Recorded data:
══════
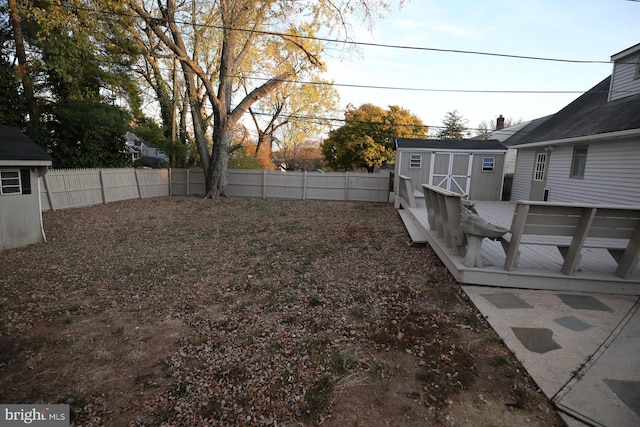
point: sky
(588, 30)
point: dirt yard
(186, 312)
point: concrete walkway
(583, 350)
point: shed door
(451, 171)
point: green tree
(92, 139)
(239, 27)
(366, 140)
(455, 126)
(12, 107)
(73, 55)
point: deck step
(414, 232)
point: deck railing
(443, 213)
(572, 227)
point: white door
(451, 171)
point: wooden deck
(538, 266)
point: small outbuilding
(473, 168)
(22, 162)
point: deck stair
(411, 224)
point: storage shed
(22, 162)
(471, 167)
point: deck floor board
(536, 263)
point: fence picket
(69, 188)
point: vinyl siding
(521, 186)
(612, 174)
(486, 185)
(624, 83)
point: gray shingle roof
(15, 145)
(450, 144)
(590, 114)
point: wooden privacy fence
(70, 188)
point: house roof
(450, 144)
(15, 146)
(590, 114)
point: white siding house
(22, 162)
(588, 152)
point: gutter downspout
(44, 237)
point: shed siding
(418, 176)
(623, 81)
(20, 219)
(522, 177)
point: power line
(345, 42)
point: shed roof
(590, 114)
(16, 146)
(450, 144)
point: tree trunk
(23, 66)
(217, 176)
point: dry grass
(181, 311)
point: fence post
(346, 185)
(138, 183)
(46, 187)
(264, 184)
(304, 186)
(104, 193)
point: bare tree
(237, 26)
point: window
(579, 162)
(541, 163)
(488, 164)
(10, 182)
(415, 161)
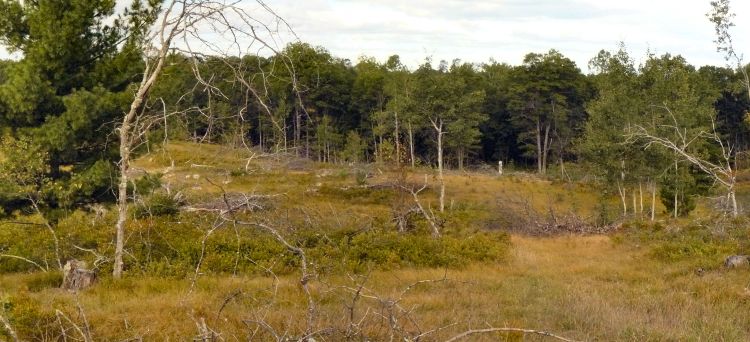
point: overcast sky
(477, 30)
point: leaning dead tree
(194, 28)
(720, 171)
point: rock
(76, 276)
(735, 261)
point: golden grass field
(590, 288)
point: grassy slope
(588, 288)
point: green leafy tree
(550, 92)
(446, 102)
(71, 84)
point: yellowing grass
(582, 287)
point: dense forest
(237, 186)
(537, 116)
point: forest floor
(649, 282)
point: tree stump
(735, 261)
(76, 276)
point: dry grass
(582, 287)
(586, 288)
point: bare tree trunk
(676, 190)
(397, 138)
(440, 167)
(411, 146)
(640, 193)
(460, 153)
(545, 149)
(653, 201)
(621, 191)
(539, 146)
(297, 129)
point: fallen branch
(490, 330)
(9, 328)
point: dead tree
(76, 276)
(185, 26)
(721, 16)
(721, 172)
(428, 215)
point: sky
(506, 30)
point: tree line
(62, 101)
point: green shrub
(157, 204)
(27, 317)
(42, 281)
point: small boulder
(76, 276)
(735, 261)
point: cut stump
(76, 276)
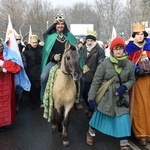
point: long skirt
(118, 126)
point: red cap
(116, 41)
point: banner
(114, 34)
(10, 38)
(30, 33)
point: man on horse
(54, 44)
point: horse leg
(57, 120)
(65, 125)
(53, 120)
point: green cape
(49, 42)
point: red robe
(7, 92)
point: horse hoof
(54, 127)
(66, 143)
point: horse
(65, 90)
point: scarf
(118, 62)
(89, 48)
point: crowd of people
(124, 105)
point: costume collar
(131, 47)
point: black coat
(92, 61)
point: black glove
(140, 72)
(121, 90)
(92, 104)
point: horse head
(70, 64)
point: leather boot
(89, 139)
(143, 141)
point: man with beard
(139, 53)
(54, 44)
(33, 57)
(92, 53)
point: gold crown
(92, 32)
(138, 27)
(59, 18)
(33, 37)
(18, 37)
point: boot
(89, 139)
(143, 141)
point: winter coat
(105, 71)
(33, 57)
(92, 61)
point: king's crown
(92, 32)
(59, 18)
(138, 27)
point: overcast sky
(68, 2)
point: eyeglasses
(119, 49)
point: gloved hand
(57, 57)
(92, 104)
(140, 72)
(121, 90)
(1, 63)
(4, 70)
(136, 68)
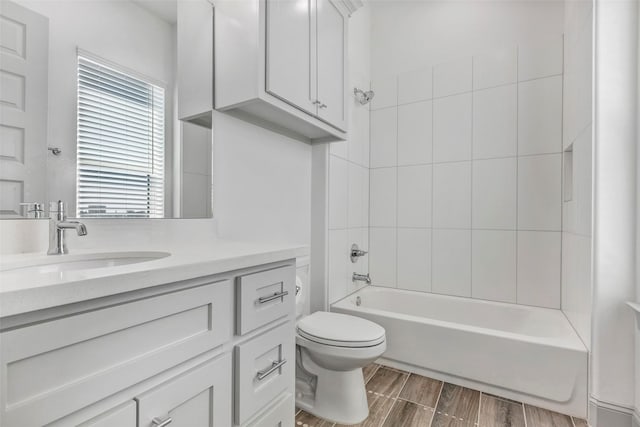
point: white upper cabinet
══════
### WHAT TO DO
Turn every line of the listing above into a numbered list, dropping any blank lines. Leave the pictures out of your answer.

### EXERCISE RESPONSE
1. point: sky
2. (588, 30)
3. point: dirt yard
4. (186, 312)
5. point: concrete walkway
6. (583, 350)
7. point: shed door
8. (451, 171)
9. point: green tree
10. (92, 139)
11. (239, 27)
12. (366, 140)
13. (455, 126)
14. (12, 107)
15. (73, 55)
16. point: deck step
17. (414, 232)
18. point: deck railing
19. (443, 213)
20. (572, 227)
21. point: white door
22. (451, 171)
23. point: wooden deck
24. (538, 266)
25. point: small outbuilding
26. (473, 168)
27. (22, 162)
28. point: deck stair
29. (411, 224)
30. point: storage shed
31. (22, 162)
32. (471, 167)
33. point: deck floor board
34. (536, 263)
35. point: fence picket
36. (69, 188)
37. point: vinyl siding
38. (521, 186)
39. (612, 174)
40. (486, 185)
41. (624, 83)
42. point: gray shingle roof
43. (15, 145)
44. (450, 144)
45. (590, 114)
46. point: wooden privacy fence
47. (70, 188)
48. point: house roof
49. (450, 144)
50. (15, 146)
51. (590, 114)
52. point: white siding house
53. (22, 162)
54. (588, 152)
55. point: gutter downspout
56. (44, 237)
57. point: shed siding
58. (418, 176)
59. (623, 81)
60. (20, 219)
61. (522, 177)
62. point: power line
63. (345, 42)
64. point: shed roof
65. (590, 114)
66. (16, 146)
67. (450, 144)
68. point: tree trunk
69. (23, 66)
70. (217, 176)
71. point: dry grass
72. (181, 311)
73. point: fence post
74. (346, 185)
75. (138, 183)
76. (46, 187)
77. (264, 184)
78. (304, 186)
79. (104, 193)
80. point: bare tree
81. (237, 26)
82. point: window
83. (579, 162)
84. (541, 163)
85. (488, 164)
86. (10, 182)
87. (415, 161)
88. point: overcast sky
89. (477, 30)
90. point: leaning dead tree
91. (194, 28)
92. (720, 171)
93. point: rock
94. (76, 276)
95. (735, 261)
96. point: golden grass field
97. (590, 288)
98. point: grassy slope
99. (588, 288)
100. point: green leafy tree
101. (550, 92)
102. (446, 102)
103. (71, 84)
104. point: yellowing grass
105. (582, 287)
106. point: dense forest
107. (237, 186)
108. (537, 116)
109. point: forest floor
110. (649, 282)
111. point: tree stump
112. (735, 261)
113. (76, 276)
114. point: dry grass
115. (582, 287)
116. (586, 288)
117. point: bare tree trunk
118. (676, 190)
119. (397, 138)
120. (440, 167)
121. (411, 146)
122. (640, 193)
123. (460, 153)
124. (545, 149)
125. (653, 201)
126. (621, 191)
127. (539, 146)
128. (297, 129)
129. point: fallen branch
130. (490, 330)
131. (9, 328)
132. point: dead tree
133. (76, 276)
134. (185, 26)
135. (721, 16)
136. (721, 172)
137. (428, 215)
138. point: sky
139. (506, 30)
140. point: tree line
141. (62, 101)
142. point: green shrub
143. (157, 204)
144. (27, 317)
145. (42, 281)
146. point: small boulder
147. (76, 276)
148. (735, 261)
149. point: cut stump
150. (76, 276)
151. point: long skirt
152. (118, 126)
153. point: red cap
154. (116, 41)
155. point: banner
156. (114, 34)
157. (10, 38)
158. (30, 33)
159. point: man on horse
160. (54, 44)
161. point: horse leg
162. (57, 120)
163. (65, 125)
164. (53, 120)
165. point: green cape
166. (49, 42)
167. point: red robe
168. (7, 92)
169. point: horse hoof
170. (54, 127)
171. (66, 143)
172. point: horse
173. (65, 90)
174. point: scarf
175. (118, 62)
176. (89, 48)
177. point: crowd of people
178. (124, 105)
179. point: costume collar
180. (131, 47)
181. point: black coat
182. (92, 61)
183. point: black glove
184. (140, 72)
185. (121, 90)
186. (92, 104)
187. point: horse head
188. (70, 64)
189. point: leather boot
190. (89, 139)
191. (143, 141)
192. point: man with beard
193. (139, 53)
194. (54, 44)
195. (33, 57)
196. (92, 53)
197. point: gold crown
198. (92, 32)
199. (138, 27)
200. (59, 18)
201. (33, 37)
202. (18, 37)
203. point: boot
204. (89, 139)
205. (143, 141)
206. point: winter coat
207. (105, 71)
208. (33, 57)
209. (92, 61)
210. point: king's crown
211. (92, 32)
212. (59, 18)
213. (138, 27)
214. point: overcast sky
215. (68, 2)
216. point: eyeglasses
217. (119, 49)
218. point: gloved hand
219. (57, 57)
220. (92, 104)
221. (140, 72)
222. (121, 90)
223. (1, 63)
224. (4, 70)
225. (136, 68)
226. point: white upper cabinet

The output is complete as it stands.